GIVEN DATA:
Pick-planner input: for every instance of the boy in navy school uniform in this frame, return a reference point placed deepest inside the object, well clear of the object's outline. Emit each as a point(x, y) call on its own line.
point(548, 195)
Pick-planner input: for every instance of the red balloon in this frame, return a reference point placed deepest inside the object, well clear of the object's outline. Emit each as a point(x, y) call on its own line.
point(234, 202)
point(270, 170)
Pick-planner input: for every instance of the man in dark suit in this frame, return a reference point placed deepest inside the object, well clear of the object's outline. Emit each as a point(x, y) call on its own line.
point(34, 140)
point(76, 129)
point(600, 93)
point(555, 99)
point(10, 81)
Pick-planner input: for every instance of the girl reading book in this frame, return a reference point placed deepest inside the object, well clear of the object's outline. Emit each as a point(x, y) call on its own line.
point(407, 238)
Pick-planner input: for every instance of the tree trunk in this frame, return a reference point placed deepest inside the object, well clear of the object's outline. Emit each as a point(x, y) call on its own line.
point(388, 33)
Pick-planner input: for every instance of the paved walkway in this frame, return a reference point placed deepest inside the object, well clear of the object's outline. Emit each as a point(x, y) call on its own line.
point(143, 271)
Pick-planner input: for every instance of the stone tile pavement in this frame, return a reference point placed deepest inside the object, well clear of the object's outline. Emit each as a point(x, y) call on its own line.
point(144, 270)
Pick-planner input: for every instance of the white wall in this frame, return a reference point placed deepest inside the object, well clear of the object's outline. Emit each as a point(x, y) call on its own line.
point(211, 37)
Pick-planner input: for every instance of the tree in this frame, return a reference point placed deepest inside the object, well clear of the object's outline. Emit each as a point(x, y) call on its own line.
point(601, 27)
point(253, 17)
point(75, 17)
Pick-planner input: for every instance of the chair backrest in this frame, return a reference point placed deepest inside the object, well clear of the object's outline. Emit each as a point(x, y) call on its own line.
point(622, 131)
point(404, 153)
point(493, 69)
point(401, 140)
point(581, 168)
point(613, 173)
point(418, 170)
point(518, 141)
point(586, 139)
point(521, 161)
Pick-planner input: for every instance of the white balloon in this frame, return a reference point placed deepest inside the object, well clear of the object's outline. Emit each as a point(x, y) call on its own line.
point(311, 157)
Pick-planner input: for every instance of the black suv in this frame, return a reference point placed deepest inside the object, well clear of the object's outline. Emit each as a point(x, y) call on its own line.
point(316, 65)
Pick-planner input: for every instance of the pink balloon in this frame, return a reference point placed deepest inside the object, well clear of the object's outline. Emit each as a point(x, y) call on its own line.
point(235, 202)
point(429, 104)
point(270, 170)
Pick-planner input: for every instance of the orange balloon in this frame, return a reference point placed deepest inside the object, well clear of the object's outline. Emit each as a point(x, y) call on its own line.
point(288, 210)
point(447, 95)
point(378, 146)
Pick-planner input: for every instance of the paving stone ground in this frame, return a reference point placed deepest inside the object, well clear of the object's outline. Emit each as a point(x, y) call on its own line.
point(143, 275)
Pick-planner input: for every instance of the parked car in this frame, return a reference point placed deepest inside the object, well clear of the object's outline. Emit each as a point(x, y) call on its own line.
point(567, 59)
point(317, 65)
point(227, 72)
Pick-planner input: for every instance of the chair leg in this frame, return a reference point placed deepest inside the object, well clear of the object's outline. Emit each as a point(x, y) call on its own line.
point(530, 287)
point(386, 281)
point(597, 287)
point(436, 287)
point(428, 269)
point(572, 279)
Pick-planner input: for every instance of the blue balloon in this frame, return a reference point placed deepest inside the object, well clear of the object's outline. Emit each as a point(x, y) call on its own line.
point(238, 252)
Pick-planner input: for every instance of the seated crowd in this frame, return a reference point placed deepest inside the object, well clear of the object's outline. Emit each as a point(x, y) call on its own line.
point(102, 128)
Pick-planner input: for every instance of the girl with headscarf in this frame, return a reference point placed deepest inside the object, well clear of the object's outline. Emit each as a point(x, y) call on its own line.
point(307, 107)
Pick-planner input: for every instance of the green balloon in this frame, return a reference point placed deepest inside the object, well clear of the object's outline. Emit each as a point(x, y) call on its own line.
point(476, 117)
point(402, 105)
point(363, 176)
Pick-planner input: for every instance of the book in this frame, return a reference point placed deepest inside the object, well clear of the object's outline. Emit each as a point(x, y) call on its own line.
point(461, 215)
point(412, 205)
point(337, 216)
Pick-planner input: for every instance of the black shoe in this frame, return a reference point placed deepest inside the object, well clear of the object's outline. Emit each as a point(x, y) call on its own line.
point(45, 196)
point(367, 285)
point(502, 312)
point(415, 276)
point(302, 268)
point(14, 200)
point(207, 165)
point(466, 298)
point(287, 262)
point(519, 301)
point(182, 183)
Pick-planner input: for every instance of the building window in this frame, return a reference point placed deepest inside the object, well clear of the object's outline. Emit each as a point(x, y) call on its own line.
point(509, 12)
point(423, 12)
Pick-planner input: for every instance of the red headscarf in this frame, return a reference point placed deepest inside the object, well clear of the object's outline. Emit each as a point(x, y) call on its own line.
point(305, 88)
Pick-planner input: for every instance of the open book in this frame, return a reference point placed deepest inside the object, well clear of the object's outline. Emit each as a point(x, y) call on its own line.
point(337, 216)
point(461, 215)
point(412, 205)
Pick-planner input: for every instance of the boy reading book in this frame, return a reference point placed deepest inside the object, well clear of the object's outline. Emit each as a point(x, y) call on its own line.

GIVEN REQUEST: Please turn every line of the listing above into a numbered list, leaving out any blank lines.

RESPONSE TO THE EXERCISE:
1. Pick-planner input: for every instance of the boy in navy school uniform in this frame, return a reference point placed deepest inside the object, well clear of the object's outline. Emit each as a point(x, y) call on its own line.
2. point(548, 195)
3. Pick-planner input: for every instance of the red balloon in this frame, return a reference point placed deepest inside the object, well clear of the object's outline. Emit each as a point(x, y) call on its own line.
4. point(234, 202)
5. point(270, 170)
6. Pick-planner input: for every instance of the man in dark suit in this frame, return a reference point placed deepest inside the object, well clear of the object's outline. Emit each as a point(x, y) call on its own line.
7. point(34, 140)
8. point(76, 129)
9. point(600, 93)
10. point(555, 99)
11. point(10, 81)
12. Pick-planner input: for every instance of the girl reading book in this frame, return a reference point placed deepest inside the object, well clear of the object's outline. Emit each as a point(x, y) call on its own line.
13. point(407, 238)
14. Pick-planner input: for every instance of the tree trunk in this frame, return a reference point placed deepest inside the object, well clear of the object's outline. Emit each as a point(x, y) call on its own line.
15. point(388, 33)
16. Pick-planner input: for every instance of the paved walkway in this frame, return a reference point placed deepest inside the object, well clear of the object's outline. Emit each as a point(x, y) call on its own line.
17. point(143, 271)
18. Pick-planner input: for every instance of the stone tile pavement in this frame, return a reference point placed deepest inside the object, well clear of the object's outline. Emit each as a point(x, y) call on its own line.
19. point(144, 270)
20. Pick-planner input: for every instance of the white wall in this frame, return a reference point placed deepest inside the object, well clear of the object's outline. Emit each as a point(x, y) call on its own line.
21. point(211, 37)
22. Pick-planner input: for every instance of the tree in this frame, return a reference point placed deepest inside the object, well clear of the object's outline. Emit each as a point(x, y) call on its own line.
23. point(601, 27)
24. point(253, 17)
25. point(75, 17)
26. Pick-planner input: for every instance of the chair backrest in this frame, return a reference point placed deepest inside the object, well clear of the object's outline. Emit each as a point(x, y) call on its own line.
27. point(622, 131)
28. point(404, 153)
29. point(493, 69)
30. point(401, 140)
31. point(581, 168)
32. point(613, 173)
33. point(418, 170)
34. point(518, 141)
35. point(586, 139)
36. point(521, 161)
37. Pick-planner input: for every instance of the white balloon in this frame, return a reference point placed deepest inside the object, well clear of the object's outline. Emit each as a point(x, y) call on its own line.
38. point(311, 157)
39. Pick-planner input: for every instance of the black suv in this frame, return a reference point placed deepest inside the object, well clear of the object's outline. Emit each as a point(x, y) call on its own line.
40. point(316, 65)
41. Pick-planner input: for every instance of the pink balloon in this frame, return a reference point placed deepest inside the object, well clear of the object's outline. Emit each as a point(x, y) call on its own line.
42. point(235, 202)
43. point(429, 104)
44. point(270, 170)
45. Pick-planner input: for every instance of the orange balloon in this frame, return a reference point placed deepest inside the object, well clear of the object's outline. Emit each as a point(x, y) call on its own line.
46. point(288, 210)
47. point(447, 95)
48. point(378, 146)
49. Pick-planner input: for every instance of the paving stone ground in this frame, return a reference point placed deepest inside the object, well clear of the object's outline. Emit each as a point(x, y) call on its own line.
50. point(143, 275)
51. Pick-planner input: for every instance of the parked car in this frame, return a reference point placed deepest inside the object, well clear of the object's outline. Emit each as a point(x, y) call on its own line.
52. point(567, 59)
53. point(317, 65)
54. point(227, 72)
55. Pick-planner input: for every instance of the chair leg in this frame, return a reference point placed deepest inside the object, well clear of the object's outline. Emit each as a point(x, y) call on its own line.
56. point(530, 287)
57. point(386, 281)
58. point(597, 287)
59. point(436, 287)
60. point(428, 269)
61. point(572, 279)
62. Pick-planner input: for every instance of the blue balloon in this frame, return a reference point placed deepest inside the object, well clear of the object's outline. Emit each as a point(x, y) call on its own line.
63. point(238, 252)
64. Pick-planner input: for every instance of the seated crowd in this frame, return a reference point placed deepest inside the object, well clear of the object's outline. Emit each as a point(x, y) call on its own line.
65. point(102, 128)
66. Pick-planner input: for every instance of the girl with headscarf in this frame, return a reference point placed deepest inside the object, well clear of the object's outline. Emit each as a point(x, y) call on its own line.
67. point(307, 107)
68. Pick-planner input: for every instance of the green balloon in this frame, return a reference point placed deepest inside the object, well clear of the object's outline. Emit each as a point(x, y) call on its own line.
69. point(476, 117)
70. point(402, 105)
71. point(363, 176)
72. Pick-planner input: for every instance of the book in this frame, return a reference point placed deepest inside the object, well clear of the object's outline. Emit each as a point(x, y) call on its own line.
73. point(461, 215)
74. point(412, 205)
75. point(337, 216)
76. Pick-planner input: for every instance of the black shoe in this frame, return a reference point placed deepest inside the object, well clear of the object's outline. Emit each as a point(x, y) call on its own line.
77. point(45, 196)
78. point(367, 285)
79. point(502, 312)
80. point(415, 276)
81. point(302, 268)
82. point(14, 200)
83. point(207, 165)
84. point(466, 298)
85. point(287, 262)
86. point(519, 301)
87. point(182, 183)
88. Pick-planner input: for every instance of the building window in this frame, return a reference point placed deepest inside the object, well clear of the object's outline. Emit each as a point(x, y) call on its own line.
89. point(509, 12)
90. point(423, 12)
91. Pick-planner input: for every instance of the red headscarf in this frame, return a reference point placed deepest inside the object, well clear of the object's outline. Emit each as a point(x, y) call on its own line.
92. point(305, 88)
93. Pick-planner input: for every instance of the open book in this frame, return a reference point placed deepest inside the object, well clear of the object's outline. Emit each as a point(x, y) call on its own line.
94. point(337, 216)
95. point(461, 215)
96. point(412, 205)
97. Pick-planner input: for every instance of the boy reading book in this frame, return a reference point placed deepest inside the object, well clear of the object's outline. Emit each as a point(x, y) call on its own line.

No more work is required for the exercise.